Verilen görev. Aşağıdaki Gucdüvânî sohbetinde “Bil ki, yolun” sözlerinden aşağı doğru “havatıra düşmekten kurtulur.” sözlerine kadar uzanan bölümün tamamını kelimesi kelimesine aktarır mısın?
== Alıntı metin ==
Abdülhâlık Gucdüvânî Hazretleri’nin Sohbeti

Abdülhâlık Gucdüvânî (k.s.) nasıl sohbet ederdi? Abdülhâlık Gucdüvânî Hazretleri’nin sohbetini yazımızda okuyabilirsiniz.

Abdülhâlık Gucdüvânî -rahmetullâhi aleyh- şöyle sohbet vermişti:

ARKADAŞLARIN DERVİŞ, DOSTUN HAK OLSUN

Dâima dinin emir ve yasaklarına uymak, ayağı şerîat ve istikâmet seccadesine koymak, azîmet ve sünnet ile amel etmek, ruhsat ve bid’atlardan kaçınmak gerekir. Rasûlullah sallâllâhu aleyhi ve sellem Efendimiz’in sözlerini rehber edinmek, hadis ve sahâbe sözlerini öğrenmek gerekir.

Burada kastedilen ruhsatlar; mestler üzerine meshetmek, yolculukta namazı kısaltmak gibi Cenâb-ı Hakk’ın kullarına kolaylık için koyduğu şer’î hükümler değildir. Zîra Efendimiz sallâllâhu aleyhi ve sellem şöyle buyurmuşlardır: “Allah Teâlâ, yasak ettiği şeylerin yapılmasından hoşlanmadığı gibi, verdiği ruhsatların kullanılmasını da sever.” (Ahmed, II, 108)

Burada uzak durulması tavsiye edilen ruhsatlar; kendini mubah olan lezzetlere kaptırmak, gülme ve mizah hususunda aşırıya kaçmak, gaflete dalmak, devamlı tok durmak gibi şeylerdir.

Gâfil insanlarla sohbet etmekten, aslandan kaçar gibi kaç!

Bil ki, yolun başı tevbedir. Tevbenin mânâsı, Allâh’ın râzı olmayacağı her türlü söz ve fiilden el çekmektir.

Her zaman abdestli olmak, bu yolun zarurî edeplerindendir. Abdest aldıktan sonra, kerahet vakti değilse, iki rekât “Şükr-i vudû: Abdest için şükür” namazı kılmak da diğer bir edeptir.

Kelimât-ı Kudsiyye Esasları

Kelimât-ı Kudsiyye adı altında ortaya koydukları esaslar şunlardır:

  • Huş der-dem:Alınan her nefeste huzuru korumak, Allah’tan gâfil olarak tek nefes bile almamaktır. Çünkü terakkinin temeli nefes üzerindedir. Nefes alış ve verişinde ve iki nefes arasında gafletten uzak kalmak, Allâh’ın “Hayy” isminin tecellisi sayılır.
  • Nazar ber-kadem:Bakışları ayak ucuna mıhlamak. Yürürken sağa sola bakan kimsenin ilgisi dağılır, kalbini havatır işgal eder. Bakışını ayak ucunda toplayan kimse, hem harama bakmaktan, hem de havatıra düşmekten kurtulur.
===
== Toplanan malzeme ==
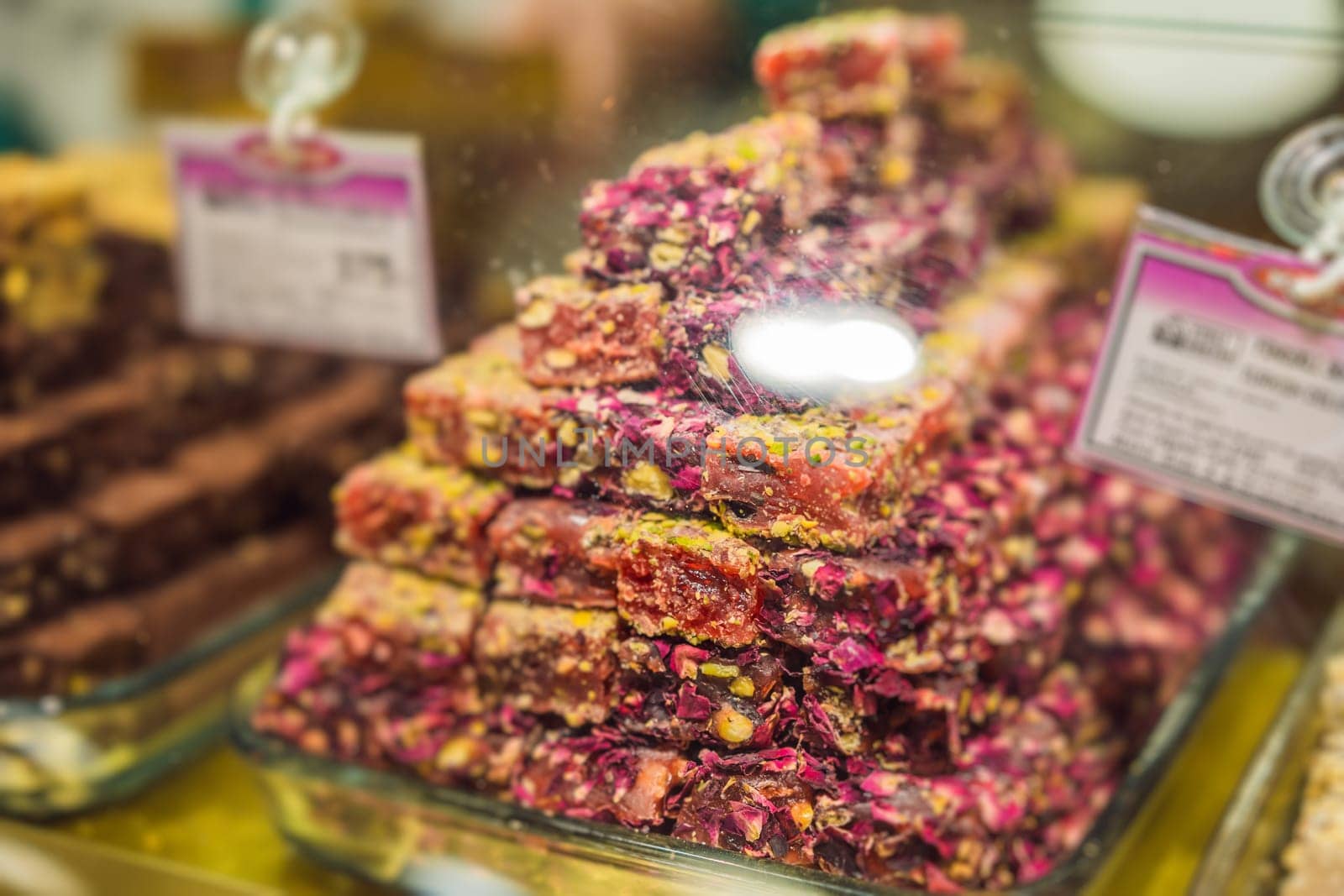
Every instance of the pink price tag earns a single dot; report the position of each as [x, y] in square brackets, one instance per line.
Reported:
[1215, 383]
[324, 244]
===
Yazılı çözüm.
Bil ki, yolun başı tevbedir. Tevbenin mânâsı, Allâh’ın râzı olmayacağı her türlü söz ve fiilden el çekmektir.

Her zaman abdestli olmak, bu yolun zarurî edeplerindendir. Abdest aldıktan sonra, kerahet vakti değilse, iki rekât “Şükr-i vudû: Abdest için şükür” namazı kılmak da diğer bir edeptir.

Kelimât-ı Kudsiyye Esasları

Kelimât-ı Kudsiyye adı altında ortaya koydukları esaslar şunlardır:

  • Huş der-dem:Alınan her nefeste huzuru korumak, Allah’tan gâfil olarak tek nefes bile almamaktır. Çünkü terakkinin temeli nefes üzerindedir. Nefes alış ve verişinde ve iki nefes arasında gafletten uzak kalmak, Allâh’ın “Hayy” isminin tecellisi sayılır.
  • Nazar ber-kadem:Bakışları ayak ucuna mıhlamak. Yürürken sağa sola bakan kimsenin ilgisi dağılır, kalbini havatır işgal eder. Bakışını ayak ucunda toplayan kimse, hem harama bakmaktan, hem de havatıra düşmekten kurtulur.